__Passage to read__:
Opening Statement of the Hon. Nancy L. Johnson, a Representative in
Congress from the State of Connecticut, and Chairman, Subcommittee on Health

Testimony Before the Subcommittee on Health
of the House Committee on Ways and Means

Hearing on Physician Payments

February 28, 2002

Last year, we held over one dozen hearings on why Medicare must be reformed and modernized.  We unanimously reported and passed a bill to reduce the regulatory burden on our providers and to modernize Medicare’s contracting system.  Yet the Senate has failed to even hold a hearing on that issue.

Medicare’s erratic and unpredictable payments to physicians, clearly epitomizes just one more reason why we cannot wait any longer to fundamentally modernize Medicare.  When payments oscillate from 4.8 percent in 2001 to negative 5.4 percent in 2002, and actuaries project additional payment cuts in the future, something is wrong. 

The cost of practicing medicine will not get cheaper; it will get more expensive.  If we do not reform the so-called “sustainable growth rate” payment formula, I fear our seniors may suffer access problems and our physicians will only become more demoralized in dealing with Medicare.  I am committed to fixing this irrational payment formula as part of a larger Medicare modernization and prescription drug bill this year.

Driven by high growth in payments for physician services in the 1980s, the Medicare Volume Performance Standard (MVPS) was developed to give physicians an incentive to control volume and to limit the growth in Medicare expenditures for physician services.   In 1997, the Sustainable Growth Rate (SGR) replaced the MVPS, based on the recommendations of MedPAC and with the support of physician groups.  The SGR formula is linked to projected Gross Domestic Product so when the economy slows the update is reduced accordingly.  It is also tied to the difference between actual expenditures and target expenditures.   The SGR is used in combination with the Medicare Economic Index, a measure of the increase in physician office and salary costs. Therefore, the SGR is not a direct limit on expenditures -- payments are not withheld if the target is exceeded-- but the update is increased or decreased.

Today we will hear from MedPAC, who has recommended scrapping the SGR and liking payments to the Medicare Economic Index.  Secondly, the Congressional Budget Office will testify why payments to physicians and related providers are projected to be cut in the future, and the fiscal implications of reforming the SGR.  Finally, we will hear from an academic and several physician and provider groups about their ideas on reforming Medicare’s payments to physicians and providers.

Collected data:
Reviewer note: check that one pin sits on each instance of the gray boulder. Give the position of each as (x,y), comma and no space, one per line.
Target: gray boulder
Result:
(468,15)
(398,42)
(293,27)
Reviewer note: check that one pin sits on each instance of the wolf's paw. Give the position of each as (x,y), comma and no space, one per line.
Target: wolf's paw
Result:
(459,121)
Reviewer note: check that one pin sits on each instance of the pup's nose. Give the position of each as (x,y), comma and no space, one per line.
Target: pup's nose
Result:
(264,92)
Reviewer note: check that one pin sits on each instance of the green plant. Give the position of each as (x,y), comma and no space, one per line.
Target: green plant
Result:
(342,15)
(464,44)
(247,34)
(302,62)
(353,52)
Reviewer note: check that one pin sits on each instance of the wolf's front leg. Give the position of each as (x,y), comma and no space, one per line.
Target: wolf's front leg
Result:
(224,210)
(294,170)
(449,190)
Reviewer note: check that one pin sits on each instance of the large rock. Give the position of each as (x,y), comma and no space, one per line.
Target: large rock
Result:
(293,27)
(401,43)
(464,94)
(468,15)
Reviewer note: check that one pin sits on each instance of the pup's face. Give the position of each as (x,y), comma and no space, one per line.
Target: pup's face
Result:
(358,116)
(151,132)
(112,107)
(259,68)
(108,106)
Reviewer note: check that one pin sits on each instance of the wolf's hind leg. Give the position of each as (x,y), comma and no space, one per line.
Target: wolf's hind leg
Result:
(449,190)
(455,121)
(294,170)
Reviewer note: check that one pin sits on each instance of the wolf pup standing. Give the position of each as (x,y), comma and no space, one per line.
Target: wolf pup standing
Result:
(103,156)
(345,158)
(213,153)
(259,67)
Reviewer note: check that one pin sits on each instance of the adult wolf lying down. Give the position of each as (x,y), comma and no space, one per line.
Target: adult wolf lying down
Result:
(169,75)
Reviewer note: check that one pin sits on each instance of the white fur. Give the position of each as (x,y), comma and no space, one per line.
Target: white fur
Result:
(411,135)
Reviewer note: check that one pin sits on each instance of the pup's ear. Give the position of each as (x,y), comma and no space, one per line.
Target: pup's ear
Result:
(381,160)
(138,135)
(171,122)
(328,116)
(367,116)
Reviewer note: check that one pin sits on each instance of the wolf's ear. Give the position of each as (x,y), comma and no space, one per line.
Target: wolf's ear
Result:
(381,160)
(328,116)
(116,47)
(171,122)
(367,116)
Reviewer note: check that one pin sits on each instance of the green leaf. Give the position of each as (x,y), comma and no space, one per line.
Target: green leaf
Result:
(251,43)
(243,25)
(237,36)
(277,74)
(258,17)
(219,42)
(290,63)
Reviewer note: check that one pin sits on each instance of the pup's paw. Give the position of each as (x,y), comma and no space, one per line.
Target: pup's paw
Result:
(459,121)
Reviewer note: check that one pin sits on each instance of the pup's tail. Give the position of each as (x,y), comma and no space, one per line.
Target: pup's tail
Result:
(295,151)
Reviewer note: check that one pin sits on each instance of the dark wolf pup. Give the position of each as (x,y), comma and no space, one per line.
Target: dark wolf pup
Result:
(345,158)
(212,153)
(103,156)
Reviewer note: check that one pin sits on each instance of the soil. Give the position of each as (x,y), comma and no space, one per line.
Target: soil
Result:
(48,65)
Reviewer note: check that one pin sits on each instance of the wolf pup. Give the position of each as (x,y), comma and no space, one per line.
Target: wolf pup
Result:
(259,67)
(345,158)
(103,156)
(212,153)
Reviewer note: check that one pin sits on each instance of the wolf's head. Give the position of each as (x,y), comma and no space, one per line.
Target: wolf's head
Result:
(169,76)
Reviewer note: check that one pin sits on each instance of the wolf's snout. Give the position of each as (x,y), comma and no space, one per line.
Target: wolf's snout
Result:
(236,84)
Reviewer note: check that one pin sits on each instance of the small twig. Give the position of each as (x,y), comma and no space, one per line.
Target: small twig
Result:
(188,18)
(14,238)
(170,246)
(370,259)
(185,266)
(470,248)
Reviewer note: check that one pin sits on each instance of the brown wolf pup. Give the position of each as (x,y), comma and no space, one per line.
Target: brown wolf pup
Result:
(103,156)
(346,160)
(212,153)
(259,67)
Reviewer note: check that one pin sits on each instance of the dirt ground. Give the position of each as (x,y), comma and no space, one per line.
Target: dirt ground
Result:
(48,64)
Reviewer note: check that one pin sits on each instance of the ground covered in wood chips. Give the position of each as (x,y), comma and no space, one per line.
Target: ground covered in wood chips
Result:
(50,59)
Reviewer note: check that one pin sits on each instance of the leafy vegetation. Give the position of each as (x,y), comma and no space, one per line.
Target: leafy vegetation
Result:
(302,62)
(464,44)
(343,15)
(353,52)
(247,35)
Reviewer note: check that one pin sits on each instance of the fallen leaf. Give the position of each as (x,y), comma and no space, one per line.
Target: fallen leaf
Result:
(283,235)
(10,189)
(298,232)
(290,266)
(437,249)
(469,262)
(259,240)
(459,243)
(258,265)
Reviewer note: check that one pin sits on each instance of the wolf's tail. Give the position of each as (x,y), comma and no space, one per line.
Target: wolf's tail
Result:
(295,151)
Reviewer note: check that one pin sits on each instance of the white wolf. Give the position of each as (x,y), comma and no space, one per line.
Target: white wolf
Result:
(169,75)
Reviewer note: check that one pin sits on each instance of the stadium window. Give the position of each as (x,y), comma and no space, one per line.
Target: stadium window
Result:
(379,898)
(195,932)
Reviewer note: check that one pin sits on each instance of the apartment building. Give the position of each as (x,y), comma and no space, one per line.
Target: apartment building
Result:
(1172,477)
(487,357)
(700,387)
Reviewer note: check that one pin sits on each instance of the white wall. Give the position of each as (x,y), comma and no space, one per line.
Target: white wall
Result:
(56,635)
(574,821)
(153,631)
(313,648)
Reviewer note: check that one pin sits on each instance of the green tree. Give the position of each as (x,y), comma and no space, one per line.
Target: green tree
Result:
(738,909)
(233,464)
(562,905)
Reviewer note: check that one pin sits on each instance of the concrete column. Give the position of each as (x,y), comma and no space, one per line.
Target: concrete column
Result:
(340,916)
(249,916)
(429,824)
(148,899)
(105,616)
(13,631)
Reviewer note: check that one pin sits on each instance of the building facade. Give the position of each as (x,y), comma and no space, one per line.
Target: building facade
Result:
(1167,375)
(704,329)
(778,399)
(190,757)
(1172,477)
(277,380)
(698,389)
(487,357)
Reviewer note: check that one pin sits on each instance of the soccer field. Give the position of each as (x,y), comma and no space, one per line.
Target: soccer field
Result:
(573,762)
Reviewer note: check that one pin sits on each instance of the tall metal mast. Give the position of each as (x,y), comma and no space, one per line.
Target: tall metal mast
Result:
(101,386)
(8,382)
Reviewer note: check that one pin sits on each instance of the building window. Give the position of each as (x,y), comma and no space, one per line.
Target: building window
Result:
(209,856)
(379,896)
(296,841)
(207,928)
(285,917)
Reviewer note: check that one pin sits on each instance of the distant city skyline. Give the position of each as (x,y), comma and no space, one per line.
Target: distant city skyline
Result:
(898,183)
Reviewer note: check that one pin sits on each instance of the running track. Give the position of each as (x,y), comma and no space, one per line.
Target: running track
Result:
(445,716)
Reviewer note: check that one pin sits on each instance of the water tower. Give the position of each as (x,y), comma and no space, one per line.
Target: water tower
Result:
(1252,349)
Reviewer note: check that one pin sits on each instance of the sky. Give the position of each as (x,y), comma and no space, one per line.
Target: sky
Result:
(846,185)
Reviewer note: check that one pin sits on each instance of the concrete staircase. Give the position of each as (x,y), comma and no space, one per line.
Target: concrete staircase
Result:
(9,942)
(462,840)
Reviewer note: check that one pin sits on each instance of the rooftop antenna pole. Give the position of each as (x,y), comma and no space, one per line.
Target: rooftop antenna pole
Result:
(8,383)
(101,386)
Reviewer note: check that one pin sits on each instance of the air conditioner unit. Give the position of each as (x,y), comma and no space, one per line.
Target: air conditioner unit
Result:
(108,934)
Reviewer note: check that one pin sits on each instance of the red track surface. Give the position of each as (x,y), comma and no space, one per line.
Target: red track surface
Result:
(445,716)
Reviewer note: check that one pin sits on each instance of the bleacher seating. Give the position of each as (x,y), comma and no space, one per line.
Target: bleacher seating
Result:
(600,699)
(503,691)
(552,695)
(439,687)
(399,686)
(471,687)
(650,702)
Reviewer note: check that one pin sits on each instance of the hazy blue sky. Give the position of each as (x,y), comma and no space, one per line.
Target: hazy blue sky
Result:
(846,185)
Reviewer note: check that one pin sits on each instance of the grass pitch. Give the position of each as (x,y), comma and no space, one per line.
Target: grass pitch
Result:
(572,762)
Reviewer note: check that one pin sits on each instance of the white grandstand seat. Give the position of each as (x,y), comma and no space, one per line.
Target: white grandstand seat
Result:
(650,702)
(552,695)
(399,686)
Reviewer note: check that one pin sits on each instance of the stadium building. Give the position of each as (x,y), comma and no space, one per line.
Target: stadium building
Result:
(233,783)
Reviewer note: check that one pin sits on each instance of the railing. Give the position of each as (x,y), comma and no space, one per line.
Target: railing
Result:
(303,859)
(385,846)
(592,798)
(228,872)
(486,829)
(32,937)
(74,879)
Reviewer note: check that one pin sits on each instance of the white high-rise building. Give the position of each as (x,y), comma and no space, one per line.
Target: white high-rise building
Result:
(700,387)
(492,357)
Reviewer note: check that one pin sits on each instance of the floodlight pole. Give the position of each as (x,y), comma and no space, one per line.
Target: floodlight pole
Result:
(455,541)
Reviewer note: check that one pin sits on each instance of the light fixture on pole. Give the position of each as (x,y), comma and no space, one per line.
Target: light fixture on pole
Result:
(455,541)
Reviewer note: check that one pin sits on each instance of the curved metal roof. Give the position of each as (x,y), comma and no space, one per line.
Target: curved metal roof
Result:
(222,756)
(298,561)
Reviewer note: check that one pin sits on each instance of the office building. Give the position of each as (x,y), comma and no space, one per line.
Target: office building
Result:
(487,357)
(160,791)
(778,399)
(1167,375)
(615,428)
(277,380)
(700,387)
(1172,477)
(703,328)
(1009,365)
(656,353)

__Required actions__:
[1] Answer these questions using the opening statement:
(a) By what percentages did Medicare payments to physicians change in 2001 and in 2002?
(b) In what year did the Sustainable Growth Rate replace the Medicare Volume Performance Standard?
(c) To what economic figure is the SGR formula linked?
[2] Reproduce the part of the opening statement from "Hearing on Physician" to "on that issue.".
[3] List every acronym used in the opening statement.

__Per-task outputs__:
[1]
(a) Payments changed by 4.8 percent in 2001 and by negative 5.4 percent in 2002.
(b) 1997.
(c) Projected Gross Domestic Product.

[2]
Hearing on Physician Payments

February 28, 2002

Last year, we held over one dozen hearings on why Medicare must be reformed and modernized.  We unanimously reported and passed a bill to reduce the regulatory burden on our providers and to modernize Medicare’s contracting system.  Yet the Senate has failed to even hold a hearing on that issue.

[3] MVPS, SGR, MedPAC